He says that under Section 59 it is not open to the State Government to issue any general or special orders after the power to impose the tax has been conferred upon the Municipality and that power has been conferred after all the formalities laid down in the statute have been carried out. Mr. Purshottam contends that logically the only construction which can be accepted is that the power to impose a tax is made subject to a general or special order and therefore the point of time which is material to consider is the point when the power to impose was conferred upon the Municipality. Mr. Purshottam says that the power to impose has been conferred once and for all; it is not conferred every time the Municipality proceeds to levy a tax.
When the Municipality levies a tax, it levies it in the exercise of the power already conferred and if that power has not been controlled by any general or special order of the State Government it cannot subsequently be controlled by a general or special order. The other construction which it is possible to accept is that the power to impose conferred by Section 59 is capable of being displaced by any general or special order which the State Government may issue, and as the power to impose is a continuing power, that power may be taken away or controlled or limited by any general or special order. Whenever the Municipality levies a tax, it is exercising the power to impose and at the time of the levy it would be open to the Government to control that power and to make the levy subject to any general or special order.
In this view of the case, the power to control the imposing of a tax need not necessarily be exercised only at the time when the power is originally conferred upon the Municipality, but it can be exercised at any subsequent time so long as the power exists and the levy is in the exercise of that power. Looking to the whole scheme of the Act and looking to the wide powers conferred upon the State Government, we are inclined to accept the latter of the two constructions. The principle underlying the Bombay District Municipal Act is that the Municipality, which is the creature of the statute, must act and function under the general powers, control and supervision of the State Government, and it is consistent with that principle that the State Government should have the power at any time to impose limitations and restrictions upon the power of taxation of the Municipality.
Mr. Purshottam says that the Legislature has given express powers to the State Government under Section 73 to suspend a levy of an objectionable tax. Section 73 requires a certain procedure to-be followed before the levy of a tax can be suspended. The procedure may take time, in certain cases it may be cumbrous, and it is not proper to assume that because the Legislature has provided for a specific case under Section 73 it has not conferred general powers upon the State Government, not is it necessary to assume that the general powers conferred upon the State Government under Section 59-are powers which would be normally and ordinarily exercised by Government.
6. Therefore, in our opinion, as far as the first part of the order of April 8, 1953, is concerned, viz., the prohibition issued by Government against the Municipality to levy in future octroi tax on the articles mentioned in that order, was a legitimate exercise of the power of the Government under Section 59. But the position is entirely different when we come to the second part. As already stated, the second part when analysed is nothing more than a direction by the State Government to the Municipality not to collect the arrears of tax. We should have thought that the power of control given to the Government over Municipalities would be in order to see that the Municipalities collect arrears of tax.

Supplied data:
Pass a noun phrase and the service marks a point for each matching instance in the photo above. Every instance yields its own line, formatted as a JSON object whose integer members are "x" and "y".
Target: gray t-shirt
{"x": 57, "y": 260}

Your objective: Can you pull out, word for word, everything in the municipal tax ruling from "Mr. Purshottam says that the Legislature" down to "exercised by Government."?

Answer to this exercise:
Mr. Purshottam says that the Legislature has given express powers to the State Government under Section 73 to suspend a levy of an objectionable tax. Section 73 requires a certain procedure to-be followed before the levy of a tax can be suspended. The procedure may take time, in certain cases it may be cumbrous, and it is not proper to assume that because the Legislature has provided for a specific case under Section 73 it has not conferred general powers upon the State Government, not is it necessary to assume that the general powers conferred upon the State Government under Section 59-are powers which would be normally and ordinarily exercised by Government.